Exercise data:

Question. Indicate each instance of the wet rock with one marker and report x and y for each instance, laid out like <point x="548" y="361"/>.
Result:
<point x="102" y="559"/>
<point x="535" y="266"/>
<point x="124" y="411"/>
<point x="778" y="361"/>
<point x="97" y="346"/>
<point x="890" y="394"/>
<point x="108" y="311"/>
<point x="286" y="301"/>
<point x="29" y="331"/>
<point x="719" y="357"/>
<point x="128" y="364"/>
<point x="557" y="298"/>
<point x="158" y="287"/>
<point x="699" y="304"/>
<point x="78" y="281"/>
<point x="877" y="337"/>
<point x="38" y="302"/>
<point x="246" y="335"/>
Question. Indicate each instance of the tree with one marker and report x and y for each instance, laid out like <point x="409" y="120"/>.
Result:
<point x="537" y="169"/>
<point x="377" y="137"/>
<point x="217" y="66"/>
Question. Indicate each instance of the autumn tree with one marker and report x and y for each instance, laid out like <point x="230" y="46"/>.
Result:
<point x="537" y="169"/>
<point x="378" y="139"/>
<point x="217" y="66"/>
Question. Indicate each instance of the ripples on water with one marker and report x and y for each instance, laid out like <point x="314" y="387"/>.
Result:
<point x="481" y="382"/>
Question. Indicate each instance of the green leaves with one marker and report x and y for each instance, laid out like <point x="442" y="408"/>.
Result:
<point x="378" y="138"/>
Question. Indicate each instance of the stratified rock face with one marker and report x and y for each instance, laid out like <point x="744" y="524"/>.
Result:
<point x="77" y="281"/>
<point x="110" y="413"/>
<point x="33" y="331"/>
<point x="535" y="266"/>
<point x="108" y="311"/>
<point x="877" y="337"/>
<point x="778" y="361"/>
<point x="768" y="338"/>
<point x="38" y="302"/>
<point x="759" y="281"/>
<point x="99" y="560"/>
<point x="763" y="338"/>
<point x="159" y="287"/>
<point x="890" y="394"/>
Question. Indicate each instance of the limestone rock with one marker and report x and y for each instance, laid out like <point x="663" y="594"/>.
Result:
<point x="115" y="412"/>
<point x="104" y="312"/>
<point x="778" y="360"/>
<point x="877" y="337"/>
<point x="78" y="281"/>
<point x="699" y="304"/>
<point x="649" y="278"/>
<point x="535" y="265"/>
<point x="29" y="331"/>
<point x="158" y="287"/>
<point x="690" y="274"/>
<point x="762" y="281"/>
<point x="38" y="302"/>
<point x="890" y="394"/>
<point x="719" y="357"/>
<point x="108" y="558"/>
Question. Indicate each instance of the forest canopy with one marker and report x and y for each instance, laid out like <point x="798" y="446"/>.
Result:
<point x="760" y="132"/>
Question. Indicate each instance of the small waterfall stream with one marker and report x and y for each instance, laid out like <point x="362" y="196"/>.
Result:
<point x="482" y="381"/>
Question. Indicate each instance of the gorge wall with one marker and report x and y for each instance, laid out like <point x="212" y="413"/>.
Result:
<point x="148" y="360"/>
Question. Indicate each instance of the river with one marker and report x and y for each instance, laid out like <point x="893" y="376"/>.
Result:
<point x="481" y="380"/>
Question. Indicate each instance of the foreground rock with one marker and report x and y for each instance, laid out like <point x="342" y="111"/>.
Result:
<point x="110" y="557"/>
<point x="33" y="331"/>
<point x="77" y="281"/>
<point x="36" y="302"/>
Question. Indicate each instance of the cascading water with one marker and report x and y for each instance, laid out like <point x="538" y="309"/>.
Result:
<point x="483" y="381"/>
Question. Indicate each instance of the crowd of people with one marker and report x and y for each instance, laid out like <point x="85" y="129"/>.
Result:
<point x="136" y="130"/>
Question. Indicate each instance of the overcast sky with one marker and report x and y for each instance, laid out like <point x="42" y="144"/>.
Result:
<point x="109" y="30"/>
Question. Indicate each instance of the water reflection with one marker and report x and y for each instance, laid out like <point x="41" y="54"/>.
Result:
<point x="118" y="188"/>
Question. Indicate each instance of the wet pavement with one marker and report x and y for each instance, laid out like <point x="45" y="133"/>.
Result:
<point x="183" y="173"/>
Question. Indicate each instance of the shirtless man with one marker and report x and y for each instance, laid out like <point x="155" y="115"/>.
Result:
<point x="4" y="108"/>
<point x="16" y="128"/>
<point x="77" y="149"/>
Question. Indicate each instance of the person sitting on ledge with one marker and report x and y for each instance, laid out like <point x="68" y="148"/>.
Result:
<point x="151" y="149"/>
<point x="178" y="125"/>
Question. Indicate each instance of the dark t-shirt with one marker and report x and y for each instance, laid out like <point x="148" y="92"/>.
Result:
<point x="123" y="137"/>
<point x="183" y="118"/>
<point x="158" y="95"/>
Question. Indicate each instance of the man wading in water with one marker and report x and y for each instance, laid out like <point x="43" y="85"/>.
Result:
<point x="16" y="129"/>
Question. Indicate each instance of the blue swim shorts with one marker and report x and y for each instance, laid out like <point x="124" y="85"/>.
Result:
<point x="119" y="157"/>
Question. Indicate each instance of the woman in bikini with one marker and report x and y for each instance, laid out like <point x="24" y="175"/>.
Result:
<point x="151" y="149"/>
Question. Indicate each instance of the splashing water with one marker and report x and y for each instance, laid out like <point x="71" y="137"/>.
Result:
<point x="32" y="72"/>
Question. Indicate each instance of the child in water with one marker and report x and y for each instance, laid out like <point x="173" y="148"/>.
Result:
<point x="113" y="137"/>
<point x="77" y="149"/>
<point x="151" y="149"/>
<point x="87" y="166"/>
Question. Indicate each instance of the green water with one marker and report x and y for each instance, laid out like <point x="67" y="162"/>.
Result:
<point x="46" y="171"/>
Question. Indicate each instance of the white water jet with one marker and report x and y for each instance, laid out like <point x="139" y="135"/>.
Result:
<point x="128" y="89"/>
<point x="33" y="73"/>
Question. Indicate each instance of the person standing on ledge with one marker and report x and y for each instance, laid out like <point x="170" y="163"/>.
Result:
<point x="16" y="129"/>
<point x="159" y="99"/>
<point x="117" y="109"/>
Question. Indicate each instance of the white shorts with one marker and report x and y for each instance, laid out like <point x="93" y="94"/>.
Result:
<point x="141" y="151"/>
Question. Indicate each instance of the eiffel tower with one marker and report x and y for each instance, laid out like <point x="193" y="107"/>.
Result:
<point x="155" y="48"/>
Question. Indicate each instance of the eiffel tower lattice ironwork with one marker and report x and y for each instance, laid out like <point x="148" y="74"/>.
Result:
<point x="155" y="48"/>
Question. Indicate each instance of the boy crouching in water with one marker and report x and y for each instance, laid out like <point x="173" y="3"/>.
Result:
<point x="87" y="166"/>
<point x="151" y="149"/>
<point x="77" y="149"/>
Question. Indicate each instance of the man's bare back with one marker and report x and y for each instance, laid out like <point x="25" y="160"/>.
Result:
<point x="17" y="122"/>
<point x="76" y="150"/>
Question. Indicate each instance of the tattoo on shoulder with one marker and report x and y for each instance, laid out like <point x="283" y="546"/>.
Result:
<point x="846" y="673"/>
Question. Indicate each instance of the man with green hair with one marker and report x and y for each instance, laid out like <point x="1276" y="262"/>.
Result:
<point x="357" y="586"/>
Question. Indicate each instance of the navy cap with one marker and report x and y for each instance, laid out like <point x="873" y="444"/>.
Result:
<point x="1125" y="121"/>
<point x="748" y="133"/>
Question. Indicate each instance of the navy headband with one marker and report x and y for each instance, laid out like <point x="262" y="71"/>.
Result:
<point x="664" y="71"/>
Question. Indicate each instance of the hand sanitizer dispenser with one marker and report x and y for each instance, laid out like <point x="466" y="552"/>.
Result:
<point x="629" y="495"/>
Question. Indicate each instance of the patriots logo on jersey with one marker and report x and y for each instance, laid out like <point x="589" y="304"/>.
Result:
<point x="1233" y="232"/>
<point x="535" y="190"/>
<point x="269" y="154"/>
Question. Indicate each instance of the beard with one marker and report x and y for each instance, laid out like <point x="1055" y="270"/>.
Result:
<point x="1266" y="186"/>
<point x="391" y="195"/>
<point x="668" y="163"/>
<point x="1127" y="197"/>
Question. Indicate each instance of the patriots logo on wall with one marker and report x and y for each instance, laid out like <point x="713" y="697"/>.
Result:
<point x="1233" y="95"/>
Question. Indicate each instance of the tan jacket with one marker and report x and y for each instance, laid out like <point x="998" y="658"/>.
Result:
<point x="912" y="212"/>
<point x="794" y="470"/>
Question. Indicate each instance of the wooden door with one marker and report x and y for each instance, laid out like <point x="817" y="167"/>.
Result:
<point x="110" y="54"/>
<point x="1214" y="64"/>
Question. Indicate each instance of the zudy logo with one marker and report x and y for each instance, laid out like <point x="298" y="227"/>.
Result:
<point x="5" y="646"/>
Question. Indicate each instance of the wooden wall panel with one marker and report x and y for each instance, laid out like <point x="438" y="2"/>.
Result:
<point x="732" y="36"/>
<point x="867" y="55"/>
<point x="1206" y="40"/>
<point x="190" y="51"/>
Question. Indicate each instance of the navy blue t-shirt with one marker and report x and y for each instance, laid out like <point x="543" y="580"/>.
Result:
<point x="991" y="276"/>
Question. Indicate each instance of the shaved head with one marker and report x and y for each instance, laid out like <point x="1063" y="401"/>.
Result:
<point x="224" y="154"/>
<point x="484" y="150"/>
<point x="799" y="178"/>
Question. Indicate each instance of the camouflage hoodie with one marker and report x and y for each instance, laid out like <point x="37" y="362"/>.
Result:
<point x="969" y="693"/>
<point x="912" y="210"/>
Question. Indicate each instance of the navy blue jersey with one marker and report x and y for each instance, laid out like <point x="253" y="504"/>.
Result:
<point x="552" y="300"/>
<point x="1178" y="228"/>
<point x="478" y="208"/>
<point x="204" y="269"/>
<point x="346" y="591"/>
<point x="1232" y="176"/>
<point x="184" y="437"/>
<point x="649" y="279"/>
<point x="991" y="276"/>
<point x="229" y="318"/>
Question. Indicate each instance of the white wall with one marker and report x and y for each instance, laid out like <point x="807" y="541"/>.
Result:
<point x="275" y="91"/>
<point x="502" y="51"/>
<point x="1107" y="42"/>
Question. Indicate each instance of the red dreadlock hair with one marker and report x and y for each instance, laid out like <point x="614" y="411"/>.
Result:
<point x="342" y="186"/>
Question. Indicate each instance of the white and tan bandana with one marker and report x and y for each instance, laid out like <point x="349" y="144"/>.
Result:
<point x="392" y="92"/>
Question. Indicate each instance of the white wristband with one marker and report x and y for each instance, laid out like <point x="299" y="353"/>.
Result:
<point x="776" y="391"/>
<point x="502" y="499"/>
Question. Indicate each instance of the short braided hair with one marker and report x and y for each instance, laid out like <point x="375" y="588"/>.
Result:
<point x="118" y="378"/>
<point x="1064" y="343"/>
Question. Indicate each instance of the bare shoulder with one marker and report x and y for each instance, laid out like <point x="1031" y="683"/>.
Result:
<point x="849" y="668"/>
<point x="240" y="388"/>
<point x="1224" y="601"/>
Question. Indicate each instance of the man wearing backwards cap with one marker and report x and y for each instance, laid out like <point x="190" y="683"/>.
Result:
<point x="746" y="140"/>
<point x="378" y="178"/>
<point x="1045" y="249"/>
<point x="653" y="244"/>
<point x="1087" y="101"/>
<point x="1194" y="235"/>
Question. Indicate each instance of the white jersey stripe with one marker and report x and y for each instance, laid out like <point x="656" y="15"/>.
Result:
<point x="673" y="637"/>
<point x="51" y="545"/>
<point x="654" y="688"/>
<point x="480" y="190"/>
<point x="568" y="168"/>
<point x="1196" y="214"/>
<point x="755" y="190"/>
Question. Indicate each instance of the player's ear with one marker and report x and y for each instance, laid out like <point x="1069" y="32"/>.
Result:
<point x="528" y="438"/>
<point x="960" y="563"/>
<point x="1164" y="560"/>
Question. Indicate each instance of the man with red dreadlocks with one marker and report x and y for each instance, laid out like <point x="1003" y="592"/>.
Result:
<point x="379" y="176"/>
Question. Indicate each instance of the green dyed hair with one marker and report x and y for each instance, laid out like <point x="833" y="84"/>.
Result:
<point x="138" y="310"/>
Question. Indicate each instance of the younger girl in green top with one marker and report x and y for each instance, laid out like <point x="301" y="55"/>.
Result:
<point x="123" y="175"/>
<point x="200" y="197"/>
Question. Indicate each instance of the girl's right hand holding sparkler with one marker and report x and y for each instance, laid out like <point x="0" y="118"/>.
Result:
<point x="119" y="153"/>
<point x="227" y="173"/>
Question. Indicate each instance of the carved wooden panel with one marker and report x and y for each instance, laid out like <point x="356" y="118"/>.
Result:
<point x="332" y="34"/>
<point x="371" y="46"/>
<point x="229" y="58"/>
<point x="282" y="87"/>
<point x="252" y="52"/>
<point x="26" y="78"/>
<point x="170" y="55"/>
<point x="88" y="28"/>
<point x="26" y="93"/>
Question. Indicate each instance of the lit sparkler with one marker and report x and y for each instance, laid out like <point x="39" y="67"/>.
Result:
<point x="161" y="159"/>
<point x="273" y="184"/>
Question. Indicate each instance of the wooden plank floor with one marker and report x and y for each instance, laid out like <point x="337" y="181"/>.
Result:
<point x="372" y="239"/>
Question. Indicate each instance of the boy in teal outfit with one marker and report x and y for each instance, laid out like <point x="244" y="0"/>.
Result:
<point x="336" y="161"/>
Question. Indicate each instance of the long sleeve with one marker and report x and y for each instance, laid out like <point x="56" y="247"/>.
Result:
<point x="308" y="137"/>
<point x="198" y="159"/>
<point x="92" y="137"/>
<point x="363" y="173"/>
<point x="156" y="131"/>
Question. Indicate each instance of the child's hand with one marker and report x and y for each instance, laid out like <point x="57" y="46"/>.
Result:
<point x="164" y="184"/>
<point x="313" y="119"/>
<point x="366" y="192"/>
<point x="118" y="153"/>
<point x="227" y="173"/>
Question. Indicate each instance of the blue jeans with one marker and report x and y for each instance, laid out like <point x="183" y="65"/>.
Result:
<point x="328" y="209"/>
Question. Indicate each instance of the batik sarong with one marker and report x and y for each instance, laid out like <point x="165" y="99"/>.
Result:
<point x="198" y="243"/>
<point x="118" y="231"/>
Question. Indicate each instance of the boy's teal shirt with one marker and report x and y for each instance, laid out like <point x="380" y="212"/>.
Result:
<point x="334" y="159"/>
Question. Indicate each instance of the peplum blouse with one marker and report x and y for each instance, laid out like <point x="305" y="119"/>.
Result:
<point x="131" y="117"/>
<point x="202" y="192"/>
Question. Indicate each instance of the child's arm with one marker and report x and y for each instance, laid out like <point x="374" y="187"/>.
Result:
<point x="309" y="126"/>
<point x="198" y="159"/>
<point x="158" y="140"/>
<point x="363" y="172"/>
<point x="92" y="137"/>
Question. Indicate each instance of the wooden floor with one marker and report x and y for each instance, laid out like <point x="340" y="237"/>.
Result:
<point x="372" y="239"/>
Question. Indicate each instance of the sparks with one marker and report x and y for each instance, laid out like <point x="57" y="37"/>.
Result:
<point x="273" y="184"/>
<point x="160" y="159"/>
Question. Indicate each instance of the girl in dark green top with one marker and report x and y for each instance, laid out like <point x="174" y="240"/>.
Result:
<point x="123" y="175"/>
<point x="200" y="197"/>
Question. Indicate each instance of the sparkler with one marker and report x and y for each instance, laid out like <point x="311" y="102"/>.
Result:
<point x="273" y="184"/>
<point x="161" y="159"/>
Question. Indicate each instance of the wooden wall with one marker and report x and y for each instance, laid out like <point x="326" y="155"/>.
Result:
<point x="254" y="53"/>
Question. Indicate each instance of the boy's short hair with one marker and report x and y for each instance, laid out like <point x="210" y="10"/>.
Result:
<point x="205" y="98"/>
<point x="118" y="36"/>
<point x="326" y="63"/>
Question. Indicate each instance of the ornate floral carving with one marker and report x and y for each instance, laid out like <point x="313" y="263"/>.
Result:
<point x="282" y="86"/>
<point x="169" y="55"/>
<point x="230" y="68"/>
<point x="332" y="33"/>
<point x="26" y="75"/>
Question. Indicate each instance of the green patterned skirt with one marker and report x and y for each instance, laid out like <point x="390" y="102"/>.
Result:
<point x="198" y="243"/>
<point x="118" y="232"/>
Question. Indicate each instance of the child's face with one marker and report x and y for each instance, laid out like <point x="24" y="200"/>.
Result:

Your goal: For the word "patriots", return every line of the records that holds it.

Worked solution:
Question. Indicate each instance of the patriots logo on jersey with one marker and report x and y for each instance, laid out like <point x="589" y="304"/>.
Question. Indicate each instance of the patriots logo on wall with one marker and report x and y for each instance, laid out like <point x="713" y="697"/>.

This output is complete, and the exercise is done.